'''

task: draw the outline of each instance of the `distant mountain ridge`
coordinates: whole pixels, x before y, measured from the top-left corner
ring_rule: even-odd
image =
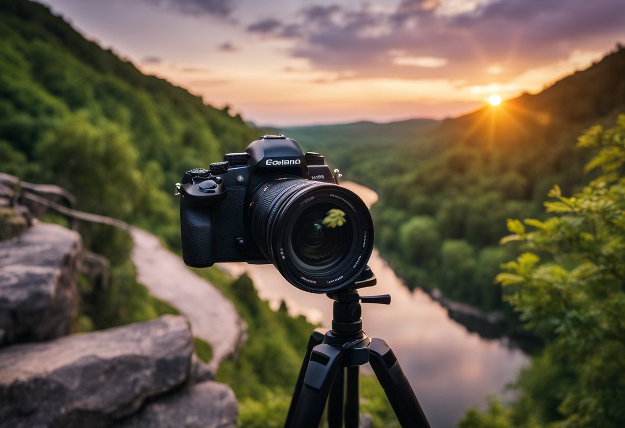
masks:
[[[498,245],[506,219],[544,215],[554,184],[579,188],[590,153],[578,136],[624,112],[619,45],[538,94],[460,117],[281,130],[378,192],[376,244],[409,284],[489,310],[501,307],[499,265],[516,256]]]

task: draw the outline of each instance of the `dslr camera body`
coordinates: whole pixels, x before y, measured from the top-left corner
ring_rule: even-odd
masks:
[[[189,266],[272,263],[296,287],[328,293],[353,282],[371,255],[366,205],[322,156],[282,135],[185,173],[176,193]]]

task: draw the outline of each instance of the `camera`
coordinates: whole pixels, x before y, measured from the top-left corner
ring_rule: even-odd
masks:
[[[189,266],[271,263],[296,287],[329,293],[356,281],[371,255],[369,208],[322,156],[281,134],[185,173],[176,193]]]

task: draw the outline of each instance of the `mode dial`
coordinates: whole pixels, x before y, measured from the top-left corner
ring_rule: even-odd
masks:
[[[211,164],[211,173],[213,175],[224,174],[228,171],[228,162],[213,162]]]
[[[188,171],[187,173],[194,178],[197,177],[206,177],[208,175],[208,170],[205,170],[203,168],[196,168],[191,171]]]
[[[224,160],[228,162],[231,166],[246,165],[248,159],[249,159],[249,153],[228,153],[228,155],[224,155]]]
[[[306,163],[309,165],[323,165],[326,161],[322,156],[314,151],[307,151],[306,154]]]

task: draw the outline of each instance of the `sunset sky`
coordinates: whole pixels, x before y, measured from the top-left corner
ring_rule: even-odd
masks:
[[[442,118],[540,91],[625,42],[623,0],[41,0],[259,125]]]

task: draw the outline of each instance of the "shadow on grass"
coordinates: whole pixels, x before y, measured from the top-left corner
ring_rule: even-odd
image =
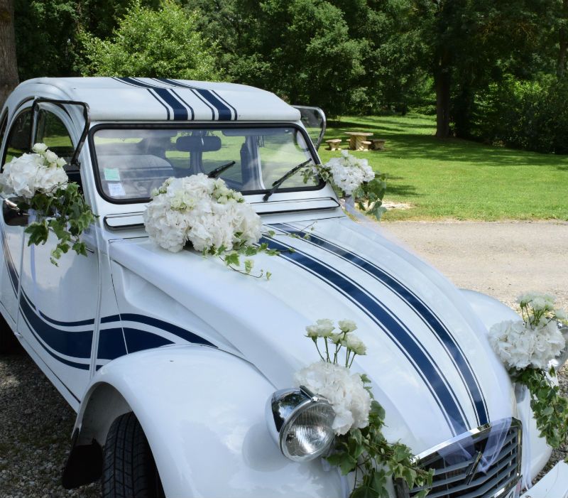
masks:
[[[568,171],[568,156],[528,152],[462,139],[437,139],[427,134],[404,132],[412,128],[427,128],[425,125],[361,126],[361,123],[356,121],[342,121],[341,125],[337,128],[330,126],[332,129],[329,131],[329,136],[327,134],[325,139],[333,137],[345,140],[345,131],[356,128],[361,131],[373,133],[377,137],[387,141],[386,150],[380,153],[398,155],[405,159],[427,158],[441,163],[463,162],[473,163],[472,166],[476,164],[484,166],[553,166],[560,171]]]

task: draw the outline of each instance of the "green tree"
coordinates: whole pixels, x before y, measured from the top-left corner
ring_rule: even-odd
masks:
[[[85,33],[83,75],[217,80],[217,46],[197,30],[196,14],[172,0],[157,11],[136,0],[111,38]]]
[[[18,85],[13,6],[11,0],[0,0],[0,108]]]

'''

- Exercise directions: Pick out each line of the records that contains the string "outline", and copy those lines.

- Answer to the problem:
task: draw the outline of each instance of the `distant mountain ridge`
task: draw the outline of each instance of the `dslr camera body`
task: draw the outline of each instance of the `camera`
task: draw the outline of each instance of the `mode dial`
task: draw the outline of each instance of the `sunset sky`
task: draw the outline of each instance of the "shadow on grass"
task: draw the outline of each instance of the "green tree"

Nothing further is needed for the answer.